Retype exactly the lines from the line with "TARGET = green island" to the end of the data, keeping both boundary lines.

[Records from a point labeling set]
··········

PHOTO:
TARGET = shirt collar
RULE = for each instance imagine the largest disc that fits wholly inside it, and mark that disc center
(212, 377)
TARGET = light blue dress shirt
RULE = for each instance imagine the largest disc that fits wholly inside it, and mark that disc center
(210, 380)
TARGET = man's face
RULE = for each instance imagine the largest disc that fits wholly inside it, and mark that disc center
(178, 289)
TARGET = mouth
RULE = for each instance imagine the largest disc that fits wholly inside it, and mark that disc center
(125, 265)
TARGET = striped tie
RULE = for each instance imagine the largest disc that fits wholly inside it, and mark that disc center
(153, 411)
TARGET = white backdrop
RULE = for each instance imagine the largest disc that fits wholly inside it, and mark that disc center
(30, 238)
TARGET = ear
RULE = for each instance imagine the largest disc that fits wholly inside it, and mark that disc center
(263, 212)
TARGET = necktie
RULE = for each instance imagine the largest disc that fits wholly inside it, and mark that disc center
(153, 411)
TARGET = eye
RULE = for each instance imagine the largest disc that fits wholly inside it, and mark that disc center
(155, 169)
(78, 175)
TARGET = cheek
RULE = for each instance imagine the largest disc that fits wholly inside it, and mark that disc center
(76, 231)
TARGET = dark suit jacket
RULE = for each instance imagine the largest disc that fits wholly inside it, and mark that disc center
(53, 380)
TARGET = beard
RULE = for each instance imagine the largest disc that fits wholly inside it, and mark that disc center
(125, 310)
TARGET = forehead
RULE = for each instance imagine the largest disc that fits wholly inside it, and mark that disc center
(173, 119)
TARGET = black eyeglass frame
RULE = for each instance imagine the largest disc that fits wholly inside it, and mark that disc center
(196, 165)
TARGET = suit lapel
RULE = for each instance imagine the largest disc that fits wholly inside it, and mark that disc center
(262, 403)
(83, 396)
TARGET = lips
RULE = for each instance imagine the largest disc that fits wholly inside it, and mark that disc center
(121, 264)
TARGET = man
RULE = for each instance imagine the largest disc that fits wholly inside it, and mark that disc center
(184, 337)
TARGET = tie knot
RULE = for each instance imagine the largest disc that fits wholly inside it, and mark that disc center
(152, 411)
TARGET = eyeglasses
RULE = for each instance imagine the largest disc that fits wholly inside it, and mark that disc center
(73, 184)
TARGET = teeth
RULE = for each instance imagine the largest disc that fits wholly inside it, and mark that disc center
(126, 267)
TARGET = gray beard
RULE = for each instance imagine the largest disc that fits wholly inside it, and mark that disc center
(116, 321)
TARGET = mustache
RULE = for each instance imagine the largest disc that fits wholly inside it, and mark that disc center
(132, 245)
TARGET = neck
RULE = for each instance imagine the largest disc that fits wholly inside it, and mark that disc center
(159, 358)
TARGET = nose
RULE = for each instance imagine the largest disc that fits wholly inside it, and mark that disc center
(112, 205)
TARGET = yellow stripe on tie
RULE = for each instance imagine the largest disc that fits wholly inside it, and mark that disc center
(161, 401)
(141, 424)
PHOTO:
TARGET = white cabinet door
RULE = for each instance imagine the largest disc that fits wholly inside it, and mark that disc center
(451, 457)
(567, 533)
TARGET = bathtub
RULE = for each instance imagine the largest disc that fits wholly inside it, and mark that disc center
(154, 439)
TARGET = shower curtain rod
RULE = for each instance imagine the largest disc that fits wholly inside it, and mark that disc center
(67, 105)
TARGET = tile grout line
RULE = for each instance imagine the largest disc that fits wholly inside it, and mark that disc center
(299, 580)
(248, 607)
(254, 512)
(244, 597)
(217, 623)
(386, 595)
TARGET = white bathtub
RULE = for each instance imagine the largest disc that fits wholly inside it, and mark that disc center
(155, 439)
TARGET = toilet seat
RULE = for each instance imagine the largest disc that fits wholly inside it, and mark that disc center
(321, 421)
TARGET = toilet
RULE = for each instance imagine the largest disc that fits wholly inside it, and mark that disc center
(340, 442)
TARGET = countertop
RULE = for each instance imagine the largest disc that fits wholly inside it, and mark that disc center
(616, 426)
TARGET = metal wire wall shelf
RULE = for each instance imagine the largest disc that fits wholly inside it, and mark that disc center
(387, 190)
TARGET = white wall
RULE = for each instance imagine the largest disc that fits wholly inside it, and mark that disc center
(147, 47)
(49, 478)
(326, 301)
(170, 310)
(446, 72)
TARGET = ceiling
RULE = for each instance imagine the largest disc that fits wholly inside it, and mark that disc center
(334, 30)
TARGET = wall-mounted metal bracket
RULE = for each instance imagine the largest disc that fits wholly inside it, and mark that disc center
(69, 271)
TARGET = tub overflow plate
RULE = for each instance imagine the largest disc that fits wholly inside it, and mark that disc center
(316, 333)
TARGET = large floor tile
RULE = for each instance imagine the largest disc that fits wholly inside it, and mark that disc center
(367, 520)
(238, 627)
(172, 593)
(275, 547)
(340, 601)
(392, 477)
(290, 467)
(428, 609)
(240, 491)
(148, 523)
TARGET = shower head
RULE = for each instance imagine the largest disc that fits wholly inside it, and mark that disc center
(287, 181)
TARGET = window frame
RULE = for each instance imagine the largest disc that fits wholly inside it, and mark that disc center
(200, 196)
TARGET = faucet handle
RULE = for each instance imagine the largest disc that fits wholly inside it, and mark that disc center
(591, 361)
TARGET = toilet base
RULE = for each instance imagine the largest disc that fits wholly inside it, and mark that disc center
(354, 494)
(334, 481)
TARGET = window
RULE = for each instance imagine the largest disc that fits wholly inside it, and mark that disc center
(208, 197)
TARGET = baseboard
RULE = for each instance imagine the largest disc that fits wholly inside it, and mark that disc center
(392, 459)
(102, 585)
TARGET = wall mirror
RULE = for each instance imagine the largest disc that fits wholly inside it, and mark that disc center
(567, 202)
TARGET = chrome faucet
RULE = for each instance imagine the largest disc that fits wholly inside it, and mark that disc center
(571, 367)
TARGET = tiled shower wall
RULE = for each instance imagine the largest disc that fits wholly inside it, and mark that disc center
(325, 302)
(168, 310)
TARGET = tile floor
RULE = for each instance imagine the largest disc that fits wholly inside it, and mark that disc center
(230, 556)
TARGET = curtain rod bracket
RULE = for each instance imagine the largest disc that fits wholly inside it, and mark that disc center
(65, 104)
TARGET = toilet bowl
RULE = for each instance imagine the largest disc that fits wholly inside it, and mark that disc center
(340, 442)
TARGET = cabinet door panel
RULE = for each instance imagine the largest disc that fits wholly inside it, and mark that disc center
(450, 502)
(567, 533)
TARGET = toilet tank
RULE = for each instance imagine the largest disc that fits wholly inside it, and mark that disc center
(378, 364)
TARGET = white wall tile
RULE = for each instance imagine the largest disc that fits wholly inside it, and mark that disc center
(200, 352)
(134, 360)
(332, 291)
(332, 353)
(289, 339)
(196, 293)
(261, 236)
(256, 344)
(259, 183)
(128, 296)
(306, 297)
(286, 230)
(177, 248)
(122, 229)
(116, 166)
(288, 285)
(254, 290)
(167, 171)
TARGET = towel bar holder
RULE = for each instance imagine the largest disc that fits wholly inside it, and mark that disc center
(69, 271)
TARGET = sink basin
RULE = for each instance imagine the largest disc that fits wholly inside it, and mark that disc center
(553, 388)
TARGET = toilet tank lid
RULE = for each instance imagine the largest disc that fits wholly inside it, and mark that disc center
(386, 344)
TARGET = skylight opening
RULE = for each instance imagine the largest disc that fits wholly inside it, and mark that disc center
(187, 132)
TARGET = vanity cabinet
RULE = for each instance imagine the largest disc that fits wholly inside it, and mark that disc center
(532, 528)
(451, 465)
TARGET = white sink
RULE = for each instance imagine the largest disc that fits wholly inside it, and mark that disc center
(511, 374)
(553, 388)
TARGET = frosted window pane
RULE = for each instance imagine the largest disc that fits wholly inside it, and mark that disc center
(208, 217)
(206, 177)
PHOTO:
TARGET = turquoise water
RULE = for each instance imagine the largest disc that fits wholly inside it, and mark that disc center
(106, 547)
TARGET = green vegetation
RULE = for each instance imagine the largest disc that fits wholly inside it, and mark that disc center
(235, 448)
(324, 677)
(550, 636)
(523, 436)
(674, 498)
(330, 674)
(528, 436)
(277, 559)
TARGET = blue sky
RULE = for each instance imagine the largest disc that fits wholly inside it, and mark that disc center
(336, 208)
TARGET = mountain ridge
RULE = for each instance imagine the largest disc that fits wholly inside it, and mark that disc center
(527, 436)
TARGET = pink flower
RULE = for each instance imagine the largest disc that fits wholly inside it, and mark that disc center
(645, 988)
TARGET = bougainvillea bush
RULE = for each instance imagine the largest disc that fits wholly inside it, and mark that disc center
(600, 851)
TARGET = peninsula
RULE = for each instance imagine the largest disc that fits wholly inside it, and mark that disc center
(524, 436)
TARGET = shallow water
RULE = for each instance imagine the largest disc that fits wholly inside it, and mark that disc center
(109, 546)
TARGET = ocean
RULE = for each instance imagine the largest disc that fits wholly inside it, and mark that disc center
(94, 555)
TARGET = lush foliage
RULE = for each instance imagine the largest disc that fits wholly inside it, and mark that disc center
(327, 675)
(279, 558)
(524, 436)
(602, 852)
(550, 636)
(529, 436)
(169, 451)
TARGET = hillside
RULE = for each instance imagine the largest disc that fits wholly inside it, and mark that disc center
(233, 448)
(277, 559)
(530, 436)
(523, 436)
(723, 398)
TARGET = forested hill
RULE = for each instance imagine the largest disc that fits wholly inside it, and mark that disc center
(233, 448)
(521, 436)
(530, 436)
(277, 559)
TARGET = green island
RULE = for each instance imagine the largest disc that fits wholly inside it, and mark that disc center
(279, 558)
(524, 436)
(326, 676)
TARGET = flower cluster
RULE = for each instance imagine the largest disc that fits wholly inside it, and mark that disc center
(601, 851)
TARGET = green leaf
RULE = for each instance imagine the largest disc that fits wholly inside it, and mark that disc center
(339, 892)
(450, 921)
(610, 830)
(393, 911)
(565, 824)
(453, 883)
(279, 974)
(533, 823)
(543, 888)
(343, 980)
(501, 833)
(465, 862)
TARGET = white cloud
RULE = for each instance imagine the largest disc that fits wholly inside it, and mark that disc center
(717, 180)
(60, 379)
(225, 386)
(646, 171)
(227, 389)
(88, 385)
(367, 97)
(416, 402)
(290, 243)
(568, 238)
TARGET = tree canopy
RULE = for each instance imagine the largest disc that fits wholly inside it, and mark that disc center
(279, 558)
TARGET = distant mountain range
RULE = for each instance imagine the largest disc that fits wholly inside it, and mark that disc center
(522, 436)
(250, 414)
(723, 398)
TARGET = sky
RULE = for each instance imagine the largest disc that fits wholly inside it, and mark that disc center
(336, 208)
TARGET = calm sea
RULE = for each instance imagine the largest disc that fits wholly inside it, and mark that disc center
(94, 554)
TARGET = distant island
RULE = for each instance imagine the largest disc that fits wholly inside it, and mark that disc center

··········

## COMPLETED EXERCISE
TARGET = green island
RULE = for each instance imagine the largest disc that fits wholly inside it, and mark that disc center
(279, 558)
(524, 436)
(326, 676)
TARGET = flower cluster
RULE = for each instance imagine the largest disc that fits wholly inside it, and mark that disc center
(601, 851)
TARGET = green leaf
RULE = for each instance imagine the largest disc that fits wholly inside it, and mark that disc center
(339, 892)
(450, 921)
(610, 830)
(393, 911)
(565, 824)
(453, 883)
(279, 974)
(533, 823)
(543, 888)
(343, 980)
(501, 833)
(465, 862)
TARGET = white cloud
RULE = for each instance imagine the largest disc that fits wholly inside it, and mark that disc center
(717, 180)
(60, 379)
(225, 386)
(646, 171)
(227, 389)
(88, 385)
(367, 97)
(416, 402)
(290, 243)
(568, 238)
TARGET = tree canopy
RULE = for each instance imagine the largest disc that fits wholly inside it, and mark that disc center
(279, 558)
TARGET = distant mountain range
RULE = for each instance imagine the largest disc that fits wholly inside it, and mark that disc center
(522, 436)
(250, 414)
(723, 398)
TARGET = sky
RULE = for each instance imagine the largest disc that fits wholly inside it, and mark that disc center
(336, 208)
TARGET = calm sea
RULE = for each instance imagine the largest disc that fits wholly inside it, and mark that disc center
(94, 554)
TARGET = distant island
RULE = for each instance imagine the largest disc that fits wholly inside it, and mark that disc center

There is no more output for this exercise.